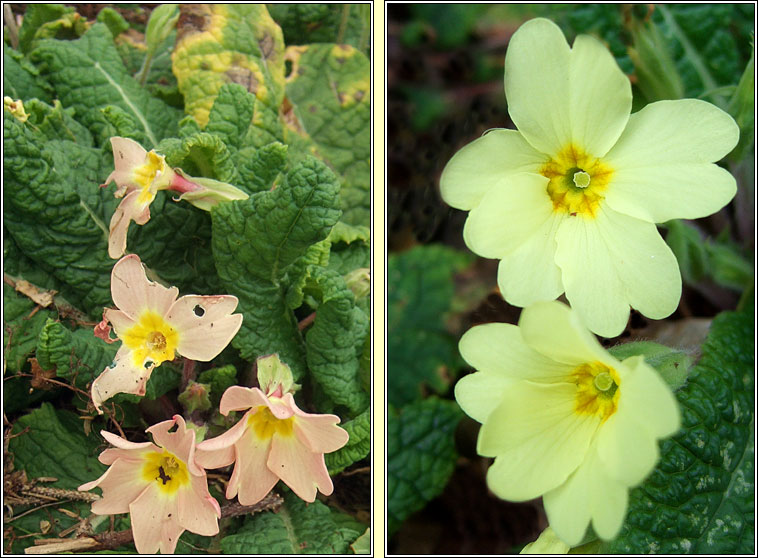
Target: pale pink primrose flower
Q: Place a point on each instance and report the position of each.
(154, 325)
(273, 440)
(139, 174)
(160, 485)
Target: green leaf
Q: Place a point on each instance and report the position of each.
(256, 241)
(231, 115)
(113, 20)
(297, 528)
(21, 80)
(219, 380)
(699, 498)
(201, 155)
(421, 455)
(323, 23)
(671, 364)
(88, 74)
(329, 88)
(20, 328)
(78, 355)
(55, 446)
(420, 350)
(56, 213)
(260, 168)
(358, 445)
(237, 43)
(335, 341)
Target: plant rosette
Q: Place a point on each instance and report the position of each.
(563, 419)
(569, 201)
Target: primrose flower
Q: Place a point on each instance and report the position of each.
(153, 325)
(563, 419)
(273, 440)
(139, 174)
(159, 484)
(569, 201)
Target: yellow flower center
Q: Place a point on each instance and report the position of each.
(577, 181)
(150, 172)
(265, 424)
(165, 469)
(597, 390)
(152, 339)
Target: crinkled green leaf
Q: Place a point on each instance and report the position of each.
(297, 528)
(20, 328)
(231, 115)
(55, 446)
(88, 74)
(673, 365)
(56, 213)
(256, 241)
(260, 168)
(231, 43)
(176, 244)
(78, 356)
(358, 445)
(21, 80)
(329, 88)
(323, 23)
(420, 290)
(335, 341)
(219, 380)
(421, 455)
(201, 155)
(113, 20)
(47, 21)
(699, 498)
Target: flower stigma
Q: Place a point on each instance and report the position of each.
(165, 469)
(265, 424)
(151, 338)
(577, 181)
(597, 390)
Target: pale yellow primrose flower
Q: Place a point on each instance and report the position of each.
(273, 440)
(159, 484)
(569, 201)
(154, 325)
(563, 419)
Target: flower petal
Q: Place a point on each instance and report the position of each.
(539, 106)
(639, 267)
(529, 273)
(593, 286)
(508, 215)
(238, 398)
(299, 468)
(483, 164)
(500, 349)
(319, 433)
(537, 439)
(251, 478)
(155, 523)
(480, 393)
(662, 162)
(218, 452)
(121, 377)
(555, 331)
(130, 209)
(600, 96)
(205, 324)
(198, 511)
(132, 292)
(121, 484)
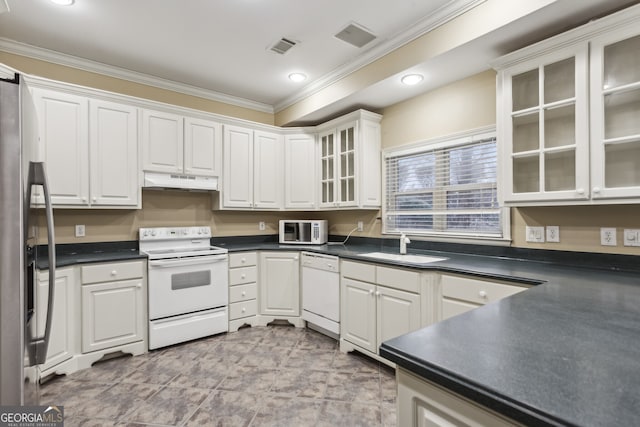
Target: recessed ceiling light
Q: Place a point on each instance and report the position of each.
(411, 79)
(297, 77)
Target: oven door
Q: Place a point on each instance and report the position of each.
(185, 285)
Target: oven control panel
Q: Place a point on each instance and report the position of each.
(170, 233)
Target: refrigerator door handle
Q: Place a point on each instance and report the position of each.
(37, 346)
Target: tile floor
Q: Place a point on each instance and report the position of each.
(261, 376)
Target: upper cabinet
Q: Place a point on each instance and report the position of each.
(349, 161)
(567, 116)
(253, 169)
(174, 143)
(90, 149)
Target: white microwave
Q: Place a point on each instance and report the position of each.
(304, 232)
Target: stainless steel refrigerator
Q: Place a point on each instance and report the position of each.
(21, 349)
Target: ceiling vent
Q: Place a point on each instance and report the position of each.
(282, 46)
(355, 35)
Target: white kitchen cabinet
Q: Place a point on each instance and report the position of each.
(174, 143)
(378, 303)
(113, 150)
(459, 294)
(113, 305)
(422, 403)
(63, 121)
(300, 171)
(349, 160)
(90, 148)
(65, 329)
(243, 289)
(279, 285)
(567, 116)
(253, 169)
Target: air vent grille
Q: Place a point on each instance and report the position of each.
(355, 35)
(282, 46)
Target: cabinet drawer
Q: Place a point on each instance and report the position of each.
(243, 259)
(238, 310)
(476, 291)
(405, 280)
(243, 292)
(238, 276)
(358, 271)
(111, 272)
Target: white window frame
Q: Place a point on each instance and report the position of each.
(447, 142)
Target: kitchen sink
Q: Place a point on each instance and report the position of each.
(410, 258)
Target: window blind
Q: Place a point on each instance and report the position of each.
(448, 188)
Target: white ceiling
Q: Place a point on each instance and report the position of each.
(219, 48)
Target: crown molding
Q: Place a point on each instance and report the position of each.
(429, 23)
(47, 55)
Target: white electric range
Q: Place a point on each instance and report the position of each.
(188, 284)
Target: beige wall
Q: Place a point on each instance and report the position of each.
(84, 78)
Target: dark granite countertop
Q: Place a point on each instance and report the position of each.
(566, 352)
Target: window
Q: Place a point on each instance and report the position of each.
(446, 187)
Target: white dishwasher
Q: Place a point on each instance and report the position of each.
(321, 293)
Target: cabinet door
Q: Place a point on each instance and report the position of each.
(237, 185)
(63, 322)
(300, 171)
(112, 314)
(162, 142)
(279, 284)
(63, 121)
(615, 109)
(113, 143)
(202, 147)
(328, 190)
(346, 161)
(268, 165)
(358, 314)
(544, 124)
(398, 313)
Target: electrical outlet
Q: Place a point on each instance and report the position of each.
(608, 237)
(535, 234)
(553, 233)
(631, 237)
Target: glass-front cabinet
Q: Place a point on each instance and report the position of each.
(545, 130)
(615, 114)
(569, 116)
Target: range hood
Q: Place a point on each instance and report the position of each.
(180, 181)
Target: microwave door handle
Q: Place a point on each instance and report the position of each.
(187, 261)
(37, 346)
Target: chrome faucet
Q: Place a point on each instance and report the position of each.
(403, 244)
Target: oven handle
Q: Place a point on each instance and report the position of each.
(166, 263)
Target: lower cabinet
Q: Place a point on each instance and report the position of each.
(114, 302)
(372, 311)
(459, 294)
(65, 328)
(421, 403)
(279, 284)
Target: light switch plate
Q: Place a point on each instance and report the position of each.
(553, 233)
(608, 237)
(535, 234)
-- -- --
**Task item**
Your answer should be one number, the count of lines in the records that contain the word "flower".

**Final answer**
6